Gather each of the lines below that contains the word "green", and copy every one of them out in full.

******************************

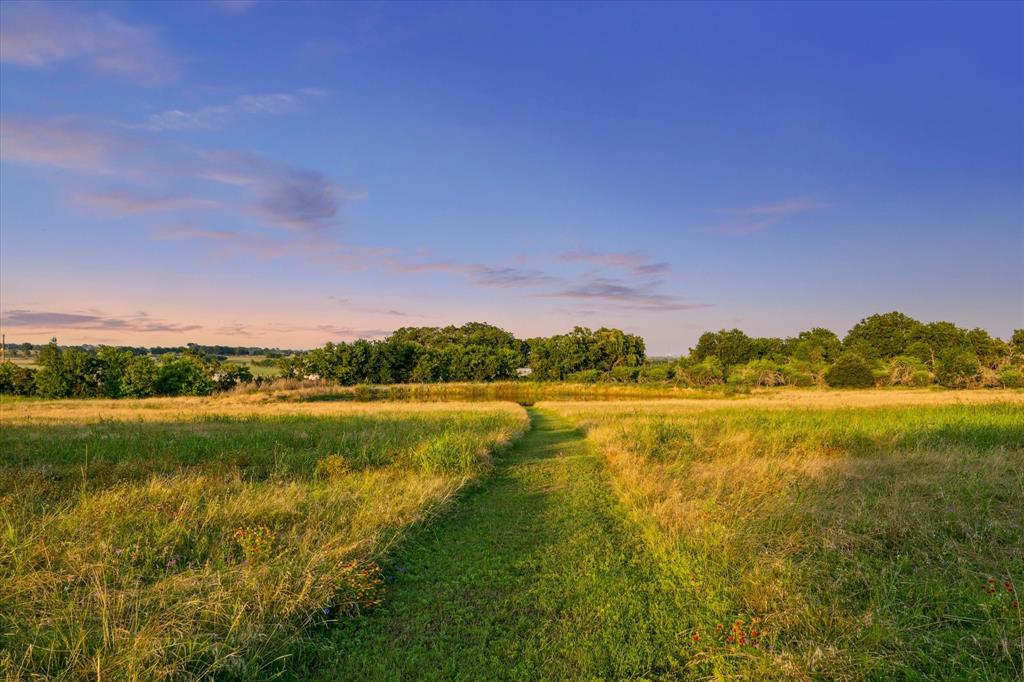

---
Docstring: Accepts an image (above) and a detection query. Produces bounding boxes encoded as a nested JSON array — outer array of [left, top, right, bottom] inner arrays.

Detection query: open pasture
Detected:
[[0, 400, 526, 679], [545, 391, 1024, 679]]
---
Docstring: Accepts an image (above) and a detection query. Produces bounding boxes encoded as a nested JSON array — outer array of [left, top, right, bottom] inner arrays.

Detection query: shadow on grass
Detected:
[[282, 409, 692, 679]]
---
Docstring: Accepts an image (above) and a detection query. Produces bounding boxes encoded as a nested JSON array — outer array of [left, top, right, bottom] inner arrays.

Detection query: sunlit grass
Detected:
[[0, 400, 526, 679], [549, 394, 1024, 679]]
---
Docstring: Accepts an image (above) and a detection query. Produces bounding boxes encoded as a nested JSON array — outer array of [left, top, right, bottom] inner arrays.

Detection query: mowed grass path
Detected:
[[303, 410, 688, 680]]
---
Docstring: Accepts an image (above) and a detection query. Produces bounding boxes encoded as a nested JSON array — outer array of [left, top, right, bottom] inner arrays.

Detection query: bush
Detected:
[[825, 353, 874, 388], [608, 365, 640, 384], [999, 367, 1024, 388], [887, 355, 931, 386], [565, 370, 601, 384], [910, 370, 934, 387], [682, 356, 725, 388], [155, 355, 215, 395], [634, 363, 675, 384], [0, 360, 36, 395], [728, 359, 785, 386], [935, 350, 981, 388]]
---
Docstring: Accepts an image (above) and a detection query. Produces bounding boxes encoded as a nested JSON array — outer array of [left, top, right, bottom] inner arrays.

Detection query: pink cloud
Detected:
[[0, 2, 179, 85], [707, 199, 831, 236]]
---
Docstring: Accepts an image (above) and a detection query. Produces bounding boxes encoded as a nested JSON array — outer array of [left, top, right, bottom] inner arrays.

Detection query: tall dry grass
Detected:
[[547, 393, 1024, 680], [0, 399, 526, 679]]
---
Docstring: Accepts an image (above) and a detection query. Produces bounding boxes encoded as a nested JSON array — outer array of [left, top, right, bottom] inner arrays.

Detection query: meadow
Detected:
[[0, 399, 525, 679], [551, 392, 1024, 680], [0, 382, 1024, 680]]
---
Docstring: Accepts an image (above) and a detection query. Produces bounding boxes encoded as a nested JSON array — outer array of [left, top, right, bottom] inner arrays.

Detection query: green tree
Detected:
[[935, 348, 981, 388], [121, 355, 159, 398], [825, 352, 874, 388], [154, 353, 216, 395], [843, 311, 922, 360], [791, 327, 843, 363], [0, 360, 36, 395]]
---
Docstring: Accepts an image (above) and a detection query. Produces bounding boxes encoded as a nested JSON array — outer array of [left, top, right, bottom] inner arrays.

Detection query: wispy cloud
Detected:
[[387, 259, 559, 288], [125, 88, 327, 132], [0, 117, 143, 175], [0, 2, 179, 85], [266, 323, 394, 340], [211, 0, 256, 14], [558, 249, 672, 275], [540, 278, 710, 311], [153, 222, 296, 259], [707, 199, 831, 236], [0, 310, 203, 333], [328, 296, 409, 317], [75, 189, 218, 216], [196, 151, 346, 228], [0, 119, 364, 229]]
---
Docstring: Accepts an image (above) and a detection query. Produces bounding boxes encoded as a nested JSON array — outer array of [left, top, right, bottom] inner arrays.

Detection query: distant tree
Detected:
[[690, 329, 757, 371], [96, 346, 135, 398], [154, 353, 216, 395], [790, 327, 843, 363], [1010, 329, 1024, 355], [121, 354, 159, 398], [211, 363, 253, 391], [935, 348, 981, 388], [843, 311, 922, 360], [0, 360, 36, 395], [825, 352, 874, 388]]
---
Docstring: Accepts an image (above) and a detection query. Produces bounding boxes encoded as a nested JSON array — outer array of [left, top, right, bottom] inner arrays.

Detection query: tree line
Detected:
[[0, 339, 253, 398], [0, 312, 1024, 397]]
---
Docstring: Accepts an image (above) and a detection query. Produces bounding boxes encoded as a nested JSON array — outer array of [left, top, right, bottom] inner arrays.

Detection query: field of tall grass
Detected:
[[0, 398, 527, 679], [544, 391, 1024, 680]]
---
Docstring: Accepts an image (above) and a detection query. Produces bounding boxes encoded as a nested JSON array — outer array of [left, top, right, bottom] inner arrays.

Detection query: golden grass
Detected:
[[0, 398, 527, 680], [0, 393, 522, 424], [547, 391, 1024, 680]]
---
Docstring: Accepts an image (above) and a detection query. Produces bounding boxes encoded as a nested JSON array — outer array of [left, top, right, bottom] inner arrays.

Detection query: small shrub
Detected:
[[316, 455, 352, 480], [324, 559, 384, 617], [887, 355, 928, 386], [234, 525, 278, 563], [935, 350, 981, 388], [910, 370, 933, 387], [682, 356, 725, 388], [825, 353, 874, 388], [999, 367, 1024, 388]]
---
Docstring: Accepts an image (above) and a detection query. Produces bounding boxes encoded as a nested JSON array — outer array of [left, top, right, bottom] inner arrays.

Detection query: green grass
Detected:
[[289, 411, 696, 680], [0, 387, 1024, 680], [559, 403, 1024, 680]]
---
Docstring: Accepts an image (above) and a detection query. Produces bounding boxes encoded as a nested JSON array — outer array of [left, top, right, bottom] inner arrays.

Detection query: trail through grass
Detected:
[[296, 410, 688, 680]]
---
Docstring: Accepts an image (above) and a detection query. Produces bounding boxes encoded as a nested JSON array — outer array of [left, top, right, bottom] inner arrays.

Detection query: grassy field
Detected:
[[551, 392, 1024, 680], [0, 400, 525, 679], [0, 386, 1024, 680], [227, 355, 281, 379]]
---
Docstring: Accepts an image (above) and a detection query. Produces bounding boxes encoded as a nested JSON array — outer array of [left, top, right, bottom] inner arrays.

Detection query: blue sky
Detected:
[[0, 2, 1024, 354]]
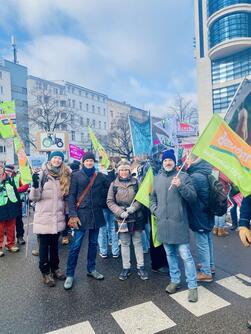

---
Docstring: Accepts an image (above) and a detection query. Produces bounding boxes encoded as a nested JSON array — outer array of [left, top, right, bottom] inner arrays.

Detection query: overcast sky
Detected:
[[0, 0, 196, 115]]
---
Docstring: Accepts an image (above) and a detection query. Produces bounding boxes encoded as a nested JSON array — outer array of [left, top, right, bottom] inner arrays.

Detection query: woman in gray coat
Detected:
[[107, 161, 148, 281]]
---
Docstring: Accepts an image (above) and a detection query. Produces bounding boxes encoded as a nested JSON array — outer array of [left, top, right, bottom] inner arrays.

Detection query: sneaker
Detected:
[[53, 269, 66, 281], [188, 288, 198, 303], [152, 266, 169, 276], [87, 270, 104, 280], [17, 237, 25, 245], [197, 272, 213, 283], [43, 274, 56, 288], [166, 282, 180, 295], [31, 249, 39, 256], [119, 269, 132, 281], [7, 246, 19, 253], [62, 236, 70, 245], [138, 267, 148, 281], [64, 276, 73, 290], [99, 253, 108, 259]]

******************************

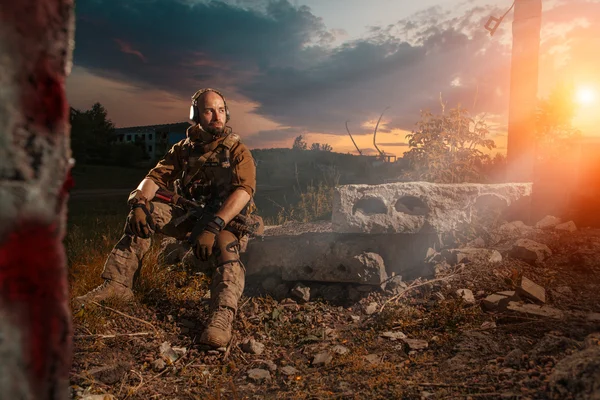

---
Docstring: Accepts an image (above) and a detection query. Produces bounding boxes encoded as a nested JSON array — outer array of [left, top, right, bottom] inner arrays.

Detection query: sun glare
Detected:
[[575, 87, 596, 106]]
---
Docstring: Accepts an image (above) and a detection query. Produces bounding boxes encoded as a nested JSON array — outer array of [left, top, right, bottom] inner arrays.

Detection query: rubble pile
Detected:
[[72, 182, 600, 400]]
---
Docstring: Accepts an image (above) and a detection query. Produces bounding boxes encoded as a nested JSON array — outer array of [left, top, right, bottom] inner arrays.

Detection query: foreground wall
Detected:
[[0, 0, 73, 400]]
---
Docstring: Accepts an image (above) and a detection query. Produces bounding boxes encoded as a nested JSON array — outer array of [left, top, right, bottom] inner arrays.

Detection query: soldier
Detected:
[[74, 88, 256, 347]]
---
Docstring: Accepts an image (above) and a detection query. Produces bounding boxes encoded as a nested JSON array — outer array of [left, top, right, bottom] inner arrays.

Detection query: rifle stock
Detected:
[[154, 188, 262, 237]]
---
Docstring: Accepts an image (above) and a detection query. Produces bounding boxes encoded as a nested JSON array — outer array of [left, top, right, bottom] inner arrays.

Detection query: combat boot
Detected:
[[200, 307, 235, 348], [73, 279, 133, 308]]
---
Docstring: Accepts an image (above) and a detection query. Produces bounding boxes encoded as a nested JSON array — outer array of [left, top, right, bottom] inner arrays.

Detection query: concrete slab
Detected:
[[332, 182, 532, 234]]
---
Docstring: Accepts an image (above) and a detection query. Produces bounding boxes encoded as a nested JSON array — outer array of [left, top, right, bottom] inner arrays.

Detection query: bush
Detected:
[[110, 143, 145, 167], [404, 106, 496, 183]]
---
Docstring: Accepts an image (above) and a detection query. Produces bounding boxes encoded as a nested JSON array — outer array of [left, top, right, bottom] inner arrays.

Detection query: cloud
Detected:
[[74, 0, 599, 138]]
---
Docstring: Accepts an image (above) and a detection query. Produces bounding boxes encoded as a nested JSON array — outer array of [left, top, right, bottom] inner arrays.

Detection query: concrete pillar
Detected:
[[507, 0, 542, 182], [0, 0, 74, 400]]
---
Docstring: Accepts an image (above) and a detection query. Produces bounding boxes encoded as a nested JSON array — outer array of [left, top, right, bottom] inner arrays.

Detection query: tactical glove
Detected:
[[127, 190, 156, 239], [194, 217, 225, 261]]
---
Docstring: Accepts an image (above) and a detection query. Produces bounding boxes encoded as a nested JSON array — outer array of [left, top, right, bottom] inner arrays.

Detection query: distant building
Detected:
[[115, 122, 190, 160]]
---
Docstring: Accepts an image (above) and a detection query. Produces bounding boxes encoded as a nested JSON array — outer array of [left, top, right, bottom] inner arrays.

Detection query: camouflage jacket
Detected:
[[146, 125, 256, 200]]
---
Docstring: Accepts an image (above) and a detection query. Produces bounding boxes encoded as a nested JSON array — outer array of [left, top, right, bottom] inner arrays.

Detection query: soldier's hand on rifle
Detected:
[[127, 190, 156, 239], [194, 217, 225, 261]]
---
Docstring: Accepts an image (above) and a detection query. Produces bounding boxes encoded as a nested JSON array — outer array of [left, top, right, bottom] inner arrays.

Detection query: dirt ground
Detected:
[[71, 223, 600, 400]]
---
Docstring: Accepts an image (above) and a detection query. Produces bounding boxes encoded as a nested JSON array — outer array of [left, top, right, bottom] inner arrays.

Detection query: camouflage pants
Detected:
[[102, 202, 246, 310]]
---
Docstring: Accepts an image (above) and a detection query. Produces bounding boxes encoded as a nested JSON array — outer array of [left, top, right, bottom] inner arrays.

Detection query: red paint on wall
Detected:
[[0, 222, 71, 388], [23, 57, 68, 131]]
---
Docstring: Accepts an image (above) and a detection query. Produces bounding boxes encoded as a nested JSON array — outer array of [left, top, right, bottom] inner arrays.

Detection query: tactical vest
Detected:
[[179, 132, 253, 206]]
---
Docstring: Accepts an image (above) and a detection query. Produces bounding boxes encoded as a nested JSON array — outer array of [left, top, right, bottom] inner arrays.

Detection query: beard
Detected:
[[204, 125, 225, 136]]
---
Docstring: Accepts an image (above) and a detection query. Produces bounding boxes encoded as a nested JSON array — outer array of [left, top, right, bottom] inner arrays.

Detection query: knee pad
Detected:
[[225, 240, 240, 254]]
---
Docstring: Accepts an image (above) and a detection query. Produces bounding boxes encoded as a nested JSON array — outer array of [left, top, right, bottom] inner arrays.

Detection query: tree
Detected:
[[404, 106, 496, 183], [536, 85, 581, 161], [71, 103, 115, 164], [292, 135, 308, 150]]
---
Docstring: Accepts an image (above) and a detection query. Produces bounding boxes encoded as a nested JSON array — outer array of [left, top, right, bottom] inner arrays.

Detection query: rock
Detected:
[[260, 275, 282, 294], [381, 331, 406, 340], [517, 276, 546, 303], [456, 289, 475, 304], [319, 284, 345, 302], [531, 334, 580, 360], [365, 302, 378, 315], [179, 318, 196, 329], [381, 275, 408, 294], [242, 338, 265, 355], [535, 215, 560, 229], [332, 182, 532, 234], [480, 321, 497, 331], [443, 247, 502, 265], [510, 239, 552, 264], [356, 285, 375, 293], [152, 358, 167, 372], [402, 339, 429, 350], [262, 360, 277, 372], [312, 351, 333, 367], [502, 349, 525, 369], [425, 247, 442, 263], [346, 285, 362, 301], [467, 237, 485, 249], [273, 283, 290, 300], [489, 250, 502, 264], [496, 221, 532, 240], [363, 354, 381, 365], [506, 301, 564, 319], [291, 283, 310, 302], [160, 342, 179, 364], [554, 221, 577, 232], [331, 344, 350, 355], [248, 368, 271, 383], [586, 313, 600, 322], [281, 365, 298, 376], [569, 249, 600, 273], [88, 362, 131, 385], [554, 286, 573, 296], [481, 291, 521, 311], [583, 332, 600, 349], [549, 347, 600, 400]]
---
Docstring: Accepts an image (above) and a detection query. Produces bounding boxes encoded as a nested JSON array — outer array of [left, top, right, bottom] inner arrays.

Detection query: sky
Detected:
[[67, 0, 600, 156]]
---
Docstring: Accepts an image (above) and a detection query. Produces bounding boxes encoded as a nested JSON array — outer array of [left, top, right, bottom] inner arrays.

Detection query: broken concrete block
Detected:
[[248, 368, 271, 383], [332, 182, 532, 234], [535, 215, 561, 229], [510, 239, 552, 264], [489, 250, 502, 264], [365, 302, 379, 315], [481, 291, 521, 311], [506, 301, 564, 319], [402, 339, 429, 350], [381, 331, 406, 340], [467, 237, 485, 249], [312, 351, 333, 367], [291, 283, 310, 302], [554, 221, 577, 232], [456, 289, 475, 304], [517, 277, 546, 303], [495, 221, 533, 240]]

******************************

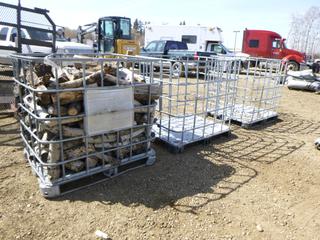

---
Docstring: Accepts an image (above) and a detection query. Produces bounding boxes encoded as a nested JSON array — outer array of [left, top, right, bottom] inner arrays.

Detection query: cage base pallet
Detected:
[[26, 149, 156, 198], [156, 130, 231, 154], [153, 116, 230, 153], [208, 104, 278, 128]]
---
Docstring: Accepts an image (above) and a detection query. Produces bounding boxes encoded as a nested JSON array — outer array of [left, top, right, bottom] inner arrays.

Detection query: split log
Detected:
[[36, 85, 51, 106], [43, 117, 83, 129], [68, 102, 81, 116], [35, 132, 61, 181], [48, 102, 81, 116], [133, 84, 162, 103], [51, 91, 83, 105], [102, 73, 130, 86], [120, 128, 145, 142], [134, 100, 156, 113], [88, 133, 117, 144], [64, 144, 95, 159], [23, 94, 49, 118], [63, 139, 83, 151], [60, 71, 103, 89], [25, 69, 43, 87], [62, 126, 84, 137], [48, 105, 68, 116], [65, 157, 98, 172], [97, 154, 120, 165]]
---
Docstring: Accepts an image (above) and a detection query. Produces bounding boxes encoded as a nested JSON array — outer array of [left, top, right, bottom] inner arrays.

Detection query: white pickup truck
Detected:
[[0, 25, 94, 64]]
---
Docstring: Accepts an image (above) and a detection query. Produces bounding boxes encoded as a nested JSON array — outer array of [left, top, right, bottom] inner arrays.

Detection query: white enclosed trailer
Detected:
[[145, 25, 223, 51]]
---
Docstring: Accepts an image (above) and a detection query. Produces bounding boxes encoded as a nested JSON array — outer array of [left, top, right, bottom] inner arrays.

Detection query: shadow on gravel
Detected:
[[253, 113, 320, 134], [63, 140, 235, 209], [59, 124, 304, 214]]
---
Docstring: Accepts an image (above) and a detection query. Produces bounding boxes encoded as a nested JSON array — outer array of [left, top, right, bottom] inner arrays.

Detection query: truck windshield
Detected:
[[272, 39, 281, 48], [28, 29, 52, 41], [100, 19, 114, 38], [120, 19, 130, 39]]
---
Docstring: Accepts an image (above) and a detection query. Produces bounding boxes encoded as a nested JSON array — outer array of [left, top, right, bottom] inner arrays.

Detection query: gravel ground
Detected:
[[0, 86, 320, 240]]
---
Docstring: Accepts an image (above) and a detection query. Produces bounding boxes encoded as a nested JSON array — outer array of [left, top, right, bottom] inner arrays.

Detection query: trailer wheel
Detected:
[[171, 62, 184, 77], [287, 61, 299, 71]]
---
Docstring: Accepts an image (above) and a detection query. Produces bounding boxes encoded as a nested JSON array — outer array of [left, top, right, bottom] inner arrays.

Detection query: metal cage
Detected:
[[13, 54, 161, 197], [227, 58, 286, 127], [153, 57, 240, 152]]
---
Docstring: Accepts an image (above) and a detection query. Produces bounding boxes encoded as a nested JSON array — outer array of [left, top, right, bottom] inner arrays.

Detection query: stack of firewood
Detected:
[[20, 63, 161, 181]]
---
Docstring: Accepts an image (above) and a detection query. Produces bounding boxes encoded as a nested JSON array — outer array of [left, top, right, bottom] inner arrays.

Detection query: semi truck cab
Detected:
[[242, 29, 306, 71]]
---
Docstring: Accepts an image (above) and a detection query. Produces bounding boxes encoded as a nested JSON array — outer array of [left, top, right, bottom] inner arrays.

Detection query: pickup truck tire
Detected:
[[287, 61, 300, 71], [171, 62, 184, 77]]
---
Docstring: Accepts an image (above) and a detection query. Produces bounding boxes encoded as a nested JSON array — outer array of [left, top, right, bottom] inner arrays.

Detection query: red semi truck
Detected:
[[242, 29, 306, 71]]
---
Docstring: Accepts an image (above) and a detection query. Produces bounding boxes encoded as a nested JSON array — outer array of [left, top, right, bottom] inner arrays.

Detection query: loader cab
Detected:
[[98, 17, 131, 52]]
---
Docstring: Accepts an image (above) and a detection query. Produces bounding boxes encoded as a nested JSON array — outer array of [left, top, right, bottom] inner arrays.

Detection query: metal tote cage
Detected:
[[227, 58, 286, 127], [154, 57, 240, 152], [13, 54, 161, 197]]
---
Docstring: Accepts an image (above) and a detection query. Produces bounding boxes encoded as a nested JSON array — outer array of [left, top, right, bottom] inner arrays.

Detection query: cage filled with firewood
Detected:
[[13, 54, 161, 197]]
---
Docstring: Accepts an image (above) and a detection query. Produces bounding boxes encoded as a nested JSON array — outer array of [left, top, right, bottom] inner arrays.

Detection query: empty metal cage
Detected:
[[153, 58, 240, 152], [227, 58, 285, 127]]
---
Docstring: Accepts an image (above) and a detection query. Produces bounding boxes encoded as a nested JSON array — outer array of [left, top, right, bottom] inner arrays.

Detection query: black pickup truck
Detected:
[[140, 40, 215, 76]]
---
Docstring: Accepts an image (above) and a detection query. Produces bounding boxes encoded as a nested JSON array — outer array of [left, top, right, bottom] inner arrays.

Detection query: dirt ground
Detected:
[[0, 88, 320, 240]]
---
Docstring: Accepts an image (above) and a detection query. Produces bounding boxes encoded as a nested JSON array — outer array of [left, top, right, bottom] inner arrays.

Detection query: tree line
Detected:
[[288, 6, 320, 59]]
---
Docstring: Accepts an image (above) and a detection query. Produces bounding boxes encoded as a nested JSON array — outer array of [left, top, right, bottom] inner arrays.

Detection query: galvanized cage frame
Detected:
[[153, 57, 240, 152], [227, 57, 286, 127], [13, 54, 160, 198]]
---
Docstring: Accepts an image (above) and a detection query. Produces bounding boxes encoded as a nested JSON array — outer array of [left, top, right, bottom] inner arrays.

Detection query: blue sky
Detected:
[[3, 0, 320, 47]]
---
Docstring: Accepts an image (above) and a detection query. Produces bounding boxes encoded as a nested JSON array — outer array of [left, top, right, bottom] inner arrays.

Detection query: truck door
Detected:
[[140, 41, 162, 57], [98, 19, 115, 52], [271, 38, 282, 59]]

******************************

-- Task answer --
Detection query: green tree
Detection query: green grass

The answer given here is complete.